The coat of arms of Příbram is the official symbol of the Czech city of Příbram.

== Current Look ==

The Příbram's coat of arms now has two different looks: big one, made of two shields of Příbram and Březové Hory and decorated with two figures of miners, and a small one, which is the original Příbram's shield.

=== Small Coat of Arms ===

On a red ground of the shield, on green grass soil, there stand two silver towers built from cut foursquare stones with a box window and cross frame inside. They have four block merlons and a blue pyramid roof with a gold finial. Between both towers, there is a church with a small tower, depicted abeam to the right side of the shield. It is built of cut silver foursquare stones, blue roof and two simple golden crosses erected on both ends of the roof on golden finials. In the middle is a silver tower with one box window in each of visible walls, its blue roof is topped with a golden finial and simple cross and three silver wallflowers. On a forefront of the church, there is a double-wing window topped with frill. In the side wall of the church, there is an open box-shaped door, rounded at the top. The window views are black and white, the door's one is all black.

RECORDS SUPPLIED |
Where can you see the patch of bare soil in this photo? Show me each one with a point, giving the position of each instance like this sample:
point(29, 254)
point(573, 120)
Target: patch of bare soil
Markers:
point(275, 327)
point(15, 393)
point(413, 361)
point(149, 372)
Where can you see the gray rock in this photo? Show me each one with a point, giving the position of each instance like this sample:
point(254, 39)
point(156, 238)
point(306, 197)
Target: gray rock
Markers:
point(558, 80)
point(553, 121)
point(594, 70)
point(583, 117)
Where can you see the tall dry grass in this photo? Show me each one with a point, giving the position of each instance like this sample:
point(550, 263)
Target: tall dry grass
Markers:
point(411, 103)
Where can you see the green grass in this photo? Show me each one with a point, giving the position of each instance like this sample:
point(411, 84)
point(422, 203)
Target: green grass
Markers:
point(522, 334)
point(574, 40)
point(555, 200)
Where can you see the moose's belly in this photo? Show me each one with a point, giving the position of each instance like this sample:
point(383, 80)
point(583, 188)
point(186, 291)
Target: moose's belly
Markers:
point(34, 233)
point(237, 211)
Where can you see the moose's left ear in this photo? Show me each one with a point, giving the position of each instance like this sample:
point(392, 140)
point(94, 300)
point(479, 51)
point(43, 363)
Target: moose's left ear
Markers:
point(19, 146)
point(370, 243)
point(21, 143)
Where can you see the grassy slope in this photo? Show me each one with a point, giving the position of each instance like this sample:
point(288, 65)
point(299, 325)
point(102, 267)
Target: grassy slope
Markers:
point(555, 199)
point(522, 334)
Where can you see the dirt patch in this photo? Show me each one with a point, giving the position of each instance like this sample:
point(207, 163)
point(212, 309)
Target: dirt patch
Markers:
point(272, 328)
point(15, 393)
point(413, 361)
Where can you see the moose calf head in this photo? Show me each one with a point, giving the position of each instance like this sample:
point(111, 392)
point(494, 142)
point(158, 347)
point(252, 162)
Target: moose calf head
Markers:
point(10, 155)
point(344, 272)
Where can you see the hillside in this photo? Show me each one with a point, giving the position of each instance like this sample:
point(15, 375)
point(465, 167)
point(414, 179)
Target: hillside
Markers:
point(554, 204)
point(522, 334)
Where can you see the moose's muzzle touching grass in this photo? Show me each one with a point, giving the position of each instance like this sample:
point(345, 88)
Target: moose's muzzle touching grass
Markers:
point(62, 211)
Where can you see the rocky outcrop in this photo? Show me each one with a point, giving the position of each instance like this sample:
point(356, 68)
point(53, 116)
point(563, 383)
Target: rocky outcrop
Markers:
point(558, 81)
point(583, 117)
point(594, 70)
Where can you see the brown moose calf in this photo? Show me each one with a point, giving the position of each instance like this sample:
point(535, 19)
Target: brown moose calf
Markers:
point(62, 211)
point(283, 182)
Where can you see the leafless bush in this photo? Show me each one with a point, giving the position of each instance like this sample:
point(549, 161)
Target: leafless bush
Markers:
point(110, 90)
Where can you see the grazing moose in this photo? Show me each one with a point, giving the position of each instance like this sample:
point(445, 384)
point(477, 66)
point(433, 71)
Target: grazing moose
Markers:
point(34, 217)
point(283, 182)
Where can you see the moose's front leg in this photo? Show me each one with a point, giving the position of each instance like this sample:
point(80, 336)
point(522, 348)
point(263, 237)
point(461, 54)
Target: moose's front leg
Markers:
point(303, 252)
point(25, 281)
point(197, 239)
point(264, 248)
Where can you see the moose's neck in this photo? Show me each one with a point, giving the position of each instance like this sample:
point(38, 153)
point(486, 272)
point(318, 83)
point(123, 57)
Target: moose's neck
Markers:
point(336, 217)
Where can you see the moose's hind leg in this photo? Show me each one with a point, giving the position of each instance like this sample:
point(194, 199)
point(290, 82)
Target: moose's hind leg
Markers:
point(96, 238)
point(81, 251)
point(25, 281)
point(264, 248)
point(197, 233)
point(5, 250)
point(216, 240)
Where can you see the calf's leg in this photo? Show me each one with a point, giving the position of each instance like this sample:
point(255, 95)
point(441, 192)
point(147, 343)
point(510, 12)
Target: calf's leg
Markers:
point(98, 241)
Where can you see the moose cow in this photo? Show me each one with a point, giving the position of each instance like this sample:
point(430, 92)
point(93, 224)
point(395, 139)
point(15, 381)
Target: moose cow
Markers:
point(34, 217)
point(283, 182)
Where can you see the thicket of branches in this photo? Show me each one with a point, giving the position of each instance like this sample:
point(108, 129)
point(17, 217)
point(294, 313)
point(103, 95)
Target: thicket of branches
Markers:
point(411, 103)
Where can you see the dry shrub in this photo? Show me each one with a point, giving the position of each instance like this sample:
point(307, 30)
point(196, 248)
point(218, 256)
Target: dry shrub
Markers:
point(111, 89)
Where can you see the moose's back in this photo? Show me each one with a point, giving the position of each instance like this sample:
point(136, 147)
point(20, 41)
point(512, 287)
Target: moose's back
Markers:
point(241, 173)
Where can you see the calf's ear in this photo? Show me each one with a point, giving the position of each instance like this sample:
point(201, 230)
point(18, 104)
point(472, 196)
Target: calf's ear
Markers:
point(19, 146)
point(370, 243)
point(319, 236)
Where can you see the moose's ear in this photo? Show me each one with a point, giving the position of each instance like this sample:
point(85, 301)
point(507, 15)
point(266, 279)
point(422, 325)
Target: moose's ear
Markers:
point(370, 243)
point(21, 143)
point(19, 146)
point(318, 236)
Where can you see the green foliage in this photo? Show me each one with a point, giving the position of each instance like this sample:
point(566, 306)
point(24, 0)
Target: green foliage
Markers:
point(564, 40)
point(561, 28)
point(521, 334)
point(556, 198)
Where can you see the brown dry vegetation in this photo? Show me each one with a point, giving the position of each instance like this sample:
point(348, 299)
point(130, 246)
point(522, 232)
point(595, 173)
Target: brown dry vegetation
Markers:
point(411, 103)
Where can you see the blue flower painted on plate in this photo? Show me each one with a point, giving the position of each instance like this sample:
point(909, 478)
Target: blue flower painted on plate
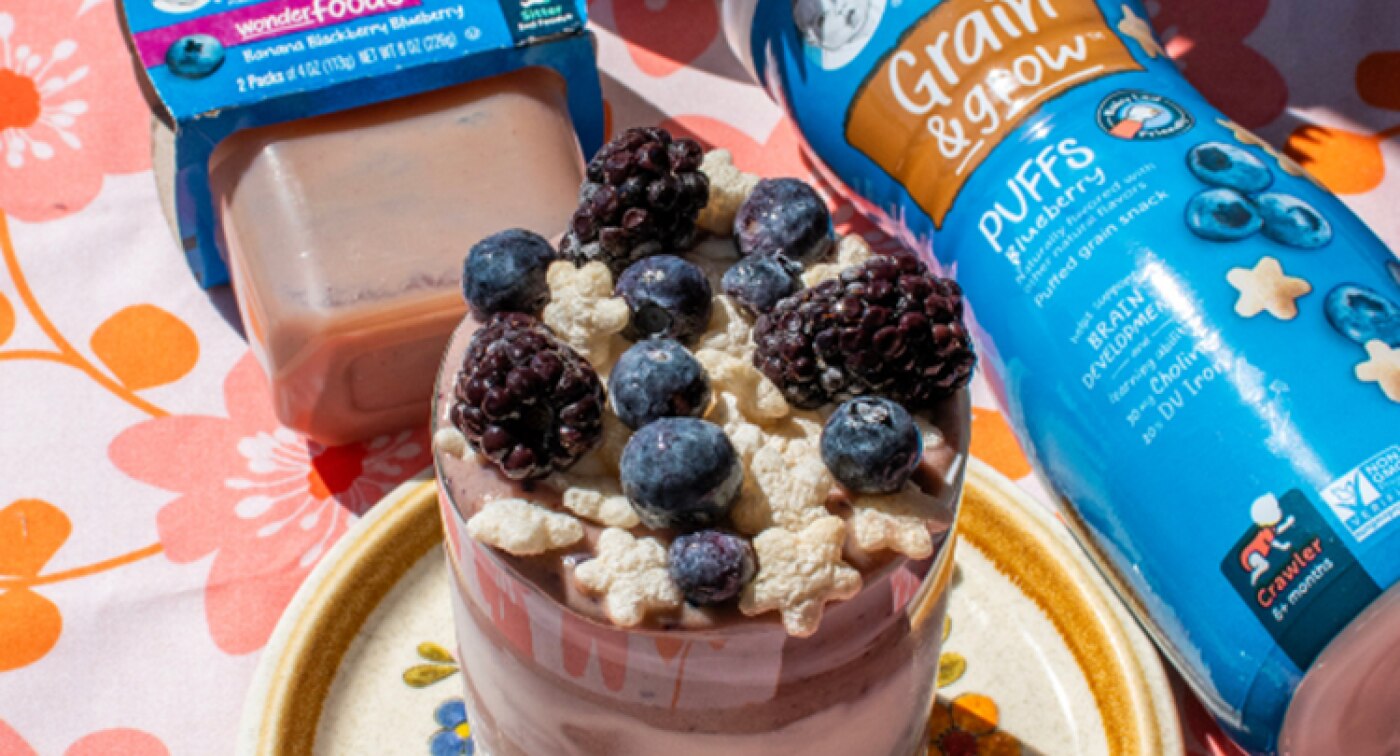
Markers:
point(455, 737)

EXERCISE INSTRUCTIONS | Please continue the text on the Příbram coat of arms, starting after its final sentence.

WRITTEN RESPONSE |
=== Big Coat of Arms ===

The coat is made of two shields connected in an alliance. The right shield is the Příbram shield, the left one is the Březové Hory shield. On the top margin of both shields, one silver mural crown lies with five visible merlons. Two miners held the shields from both sides, they stand on a gold arabesque, which is located under the shields. Miners wear festive uniforms – silver trousers, black shoes and coats. They wear black cylinder caps with silver hammers crossed. The right one has beard, the left one has only a moustache. The left one holds a hammer, the left one holds a piolet.

== Usage ==

The usage of the symbols of Příbram (Příbram coat of arms, Březové Hory coat of arms and Příbram flag) is regulated by the municipal ordinance. The coat of arms can be used:

- by city and city districts authorities, corporations and persons for festive occasions;
- by city and city districts authorities, corporations and persons for regular occasions, pending preceding approval by city council.

The abuse of the symbols is an offence according to the Czech law.